Extracted material START
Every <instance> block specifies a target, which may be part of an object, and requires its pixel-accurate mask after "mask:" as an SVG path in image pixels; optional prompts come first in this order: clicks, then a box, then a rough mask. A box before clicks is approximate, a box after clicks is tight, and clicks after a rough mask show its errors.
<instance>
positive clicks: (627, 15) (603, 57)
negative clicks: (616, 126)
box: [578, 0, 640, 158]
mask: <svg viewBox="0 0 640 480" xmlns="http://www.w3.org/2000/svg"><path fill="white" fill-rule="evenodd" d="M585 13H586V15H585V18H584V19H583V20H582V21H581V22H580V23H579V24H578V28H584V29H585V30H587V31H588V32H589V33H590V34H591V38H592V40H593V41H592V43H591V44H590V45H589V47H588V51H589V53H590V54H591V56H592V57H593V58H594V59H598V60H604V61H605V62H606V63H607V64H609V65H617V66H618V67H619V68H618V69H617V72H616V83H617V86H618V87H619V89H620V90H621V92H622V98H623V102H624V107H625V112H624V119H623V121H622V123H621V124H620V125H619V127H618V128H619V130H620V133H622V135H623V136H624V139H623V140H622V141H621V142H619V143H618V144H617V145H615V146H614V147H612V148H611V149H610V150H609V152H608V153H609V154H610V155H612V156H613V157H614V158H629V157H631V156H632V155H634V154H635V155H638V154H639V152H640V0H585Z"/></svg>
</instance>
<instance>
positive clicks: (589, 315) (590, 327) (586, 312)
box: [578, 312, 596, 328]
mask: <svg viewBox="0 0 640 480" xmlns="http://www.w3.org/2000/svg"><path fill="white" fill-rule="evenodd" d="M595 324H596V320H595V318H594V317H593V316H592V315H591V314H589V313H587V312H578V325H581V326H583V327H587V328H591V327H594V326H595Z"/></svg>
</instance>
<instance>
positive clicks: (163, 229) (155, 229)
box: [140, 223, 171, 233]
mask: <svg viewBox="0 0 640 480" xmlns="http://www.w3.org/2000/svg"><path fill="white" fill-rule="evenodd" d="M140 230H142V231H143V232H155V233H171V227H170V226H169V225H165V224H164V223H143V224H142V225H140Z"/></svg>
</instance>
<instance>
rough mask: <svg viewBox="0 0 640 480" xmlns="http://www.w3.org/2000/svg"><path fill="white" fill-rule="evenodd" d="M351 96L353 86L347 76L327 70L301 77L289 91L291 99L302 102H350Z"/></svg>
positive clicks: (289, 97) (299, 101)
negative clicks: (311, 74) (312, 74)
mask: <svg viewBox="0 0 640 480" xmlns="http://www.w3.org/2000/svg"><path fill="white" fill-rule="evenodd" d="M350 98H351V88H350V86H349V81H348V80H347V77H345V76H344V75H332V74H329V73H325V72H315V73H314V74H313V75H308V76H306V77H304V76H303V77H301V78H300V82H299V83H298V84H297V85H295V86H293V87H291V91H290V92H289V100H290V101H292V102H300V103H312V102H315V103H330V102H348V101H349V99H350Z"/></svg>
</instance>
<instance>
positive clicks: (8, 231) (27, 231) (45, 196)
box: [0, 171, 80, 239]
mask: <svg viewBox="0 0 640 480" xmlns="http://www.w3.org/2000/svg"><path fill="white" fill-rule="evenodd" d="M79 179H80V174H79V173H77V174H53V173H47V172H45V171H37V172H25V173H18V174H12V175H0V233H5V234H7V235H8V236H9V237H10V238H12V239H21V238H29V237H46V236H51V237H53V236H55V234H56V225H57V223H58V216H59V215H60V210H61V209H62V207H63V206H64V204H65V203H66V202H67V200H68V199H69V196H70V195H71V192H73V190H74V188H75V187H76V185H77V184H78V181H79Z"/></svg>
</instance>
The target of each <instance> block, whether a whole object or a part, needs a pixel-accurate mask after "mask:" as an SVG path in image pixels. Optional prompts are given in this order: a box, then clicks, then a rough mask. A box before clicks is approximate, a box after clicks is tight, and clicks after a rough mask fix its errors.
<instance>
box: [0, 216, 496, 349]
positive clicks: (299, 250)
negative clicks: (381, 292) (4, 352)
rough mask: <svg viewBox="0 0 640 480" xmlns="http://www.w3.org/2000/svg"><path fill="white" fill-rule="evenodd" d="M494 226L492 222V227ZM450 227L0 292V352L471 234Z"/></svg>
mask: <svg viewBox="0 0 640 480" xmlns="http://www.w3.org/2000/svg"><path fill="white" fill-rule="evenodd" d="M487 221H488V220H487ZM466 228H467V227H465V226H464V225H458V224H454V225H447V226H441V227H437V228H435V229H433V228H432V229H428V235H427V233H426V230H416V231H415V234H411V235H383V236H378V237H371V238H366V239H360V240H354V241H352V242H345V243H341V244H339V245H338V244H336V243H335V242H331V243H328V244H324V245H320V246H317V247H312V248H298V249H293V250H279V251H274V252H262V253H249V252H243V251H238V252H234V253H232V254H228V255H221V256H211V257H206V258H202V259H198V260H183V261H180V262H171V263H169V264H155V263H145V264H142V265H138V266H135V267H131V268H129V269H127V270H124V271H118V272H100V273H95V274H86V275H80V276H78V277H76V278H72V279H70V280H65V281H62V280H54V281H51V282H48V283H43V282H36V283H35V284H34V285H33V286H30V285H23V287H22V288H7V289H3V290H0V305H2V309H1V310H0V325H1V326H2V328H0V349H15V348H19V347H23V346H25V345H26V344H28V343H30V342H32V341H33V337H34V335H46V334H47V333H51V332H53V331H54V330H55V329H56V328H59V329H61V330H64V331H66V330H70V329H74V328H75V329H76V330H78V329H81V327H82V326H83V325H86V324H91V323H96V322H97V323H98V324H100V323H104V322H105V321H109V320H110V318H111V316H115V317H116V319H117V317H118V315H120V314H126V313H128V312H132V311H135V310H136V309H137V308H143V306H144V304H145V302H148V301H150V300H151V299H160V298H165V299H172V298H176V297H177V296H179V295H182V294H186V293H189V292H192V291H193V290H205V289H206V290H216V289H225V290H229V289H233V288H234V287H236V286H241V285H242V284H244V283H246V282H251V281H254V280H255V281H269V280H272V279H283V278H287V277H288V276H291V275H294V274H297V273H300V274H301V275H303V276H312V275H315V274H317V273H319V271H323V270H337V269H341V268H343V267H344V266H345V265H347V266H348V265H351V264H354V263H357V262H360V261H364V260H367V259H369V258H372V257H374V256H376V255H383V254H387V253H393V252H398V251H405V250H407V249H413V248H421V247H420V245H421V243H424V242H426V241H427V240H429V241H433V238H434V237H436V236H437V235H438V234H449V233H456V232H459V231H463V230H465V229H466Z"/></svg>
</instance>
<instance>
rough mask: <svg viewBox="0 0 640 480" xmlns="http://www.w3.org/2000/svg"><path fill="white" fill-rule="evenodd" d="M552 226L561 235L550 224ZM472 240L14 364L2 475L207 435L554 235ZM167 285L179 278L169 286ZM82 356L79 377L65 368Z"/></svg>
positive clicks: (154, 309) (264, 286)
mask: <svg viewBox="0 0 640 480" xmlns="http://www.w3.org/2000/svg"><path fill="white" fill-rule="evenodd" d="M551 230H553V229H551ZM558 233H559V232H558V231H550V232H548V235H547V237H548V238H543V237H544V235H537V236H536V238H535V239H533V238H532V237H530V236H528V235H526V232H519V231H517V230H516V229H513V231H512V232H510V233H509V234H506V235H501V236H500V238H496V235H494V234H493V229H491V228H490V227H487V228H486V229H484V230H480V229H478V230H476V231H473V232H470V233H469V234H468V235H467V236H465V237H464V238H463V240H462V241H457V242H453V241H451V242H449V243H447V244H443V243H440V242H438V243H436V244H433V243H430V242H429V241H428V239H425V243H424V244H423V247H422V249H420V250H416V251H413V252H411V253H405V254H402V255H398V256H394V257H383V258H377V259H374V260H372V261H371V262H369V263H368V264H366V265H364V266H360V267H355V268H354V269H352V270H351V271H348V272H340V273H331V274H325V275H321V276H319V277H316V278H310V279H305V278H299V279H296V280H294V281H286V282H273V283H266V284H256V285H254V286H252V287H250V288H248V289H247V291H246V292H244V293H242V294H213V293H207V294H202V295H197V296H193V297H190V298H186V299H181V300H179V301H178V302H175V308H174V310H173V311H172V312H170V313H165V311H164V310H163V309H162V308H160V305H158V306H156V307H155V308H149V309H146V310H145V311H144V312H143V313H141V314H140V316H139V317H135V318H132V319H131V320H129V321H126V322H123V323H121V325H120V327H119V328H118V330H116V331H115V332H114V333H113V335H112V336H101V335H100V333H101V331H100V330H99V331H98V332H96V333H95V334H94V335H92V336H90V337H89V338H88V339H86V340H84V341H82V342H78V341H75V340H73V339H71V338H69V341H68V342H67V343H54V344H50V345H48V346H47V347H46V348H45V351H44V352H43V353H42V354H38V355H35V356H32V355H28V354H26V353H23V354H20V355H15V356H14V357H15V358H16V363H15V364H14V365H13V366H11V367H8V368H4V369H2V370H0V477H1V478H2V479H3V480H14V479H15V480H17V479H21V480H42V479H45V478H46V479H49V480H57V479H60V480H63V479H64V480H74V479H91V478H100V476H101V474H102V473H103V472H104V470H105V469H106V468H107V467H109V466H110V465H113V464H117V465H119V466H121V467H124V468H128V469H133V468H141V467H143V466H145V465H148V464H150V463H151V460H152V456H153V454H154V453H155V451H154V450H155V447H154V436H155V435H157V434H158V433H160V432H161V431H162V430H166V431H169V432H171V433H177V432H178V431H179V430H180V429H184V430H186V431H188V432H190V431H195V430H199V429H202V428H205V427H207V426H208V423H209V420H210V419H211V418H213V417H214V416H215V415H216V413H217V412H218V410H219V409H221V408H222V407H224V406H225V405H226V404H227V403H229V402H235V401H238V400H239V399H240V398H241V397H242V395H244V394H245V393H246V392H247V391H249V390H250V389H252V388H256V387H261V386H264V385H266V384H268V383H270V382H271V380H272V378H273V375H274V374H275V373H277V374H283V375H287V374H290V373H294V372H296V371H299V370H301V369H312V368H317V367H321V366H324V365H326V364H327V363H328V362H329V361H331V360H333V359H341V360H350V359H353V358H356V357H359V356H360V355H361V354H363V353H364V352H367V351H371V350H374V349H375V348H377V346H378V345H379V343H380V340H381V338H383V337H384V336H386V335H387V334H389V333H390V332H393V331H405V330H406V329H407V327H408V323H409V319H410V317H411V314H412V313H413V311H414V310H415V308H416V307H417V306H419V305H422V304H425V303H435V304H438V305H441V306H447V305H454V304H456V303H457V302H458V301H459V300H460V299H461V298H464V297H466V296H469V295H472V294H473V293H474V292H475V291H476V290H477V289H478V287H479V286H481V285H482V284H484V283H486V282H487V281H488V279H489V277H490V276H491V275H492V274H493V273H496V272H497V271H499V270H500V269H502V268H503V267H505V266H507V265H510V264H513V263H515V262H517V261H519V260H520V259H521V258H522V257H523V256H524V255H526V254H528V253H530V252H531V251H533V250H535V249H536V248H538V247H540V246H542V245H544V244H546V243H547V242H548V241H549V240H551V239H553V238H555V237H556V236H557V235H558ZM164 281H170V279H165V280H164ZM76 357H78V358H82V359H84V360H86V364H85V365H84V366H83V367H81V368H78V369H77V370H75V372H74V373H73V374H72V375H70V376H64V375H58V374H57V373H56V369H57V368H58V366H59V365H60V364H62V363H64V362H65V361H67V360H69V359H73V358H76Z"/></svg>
Extracted material END
What the task asks -
Using the data above, work out how many lines include the word "accurate" and give only that number.

Response area -
2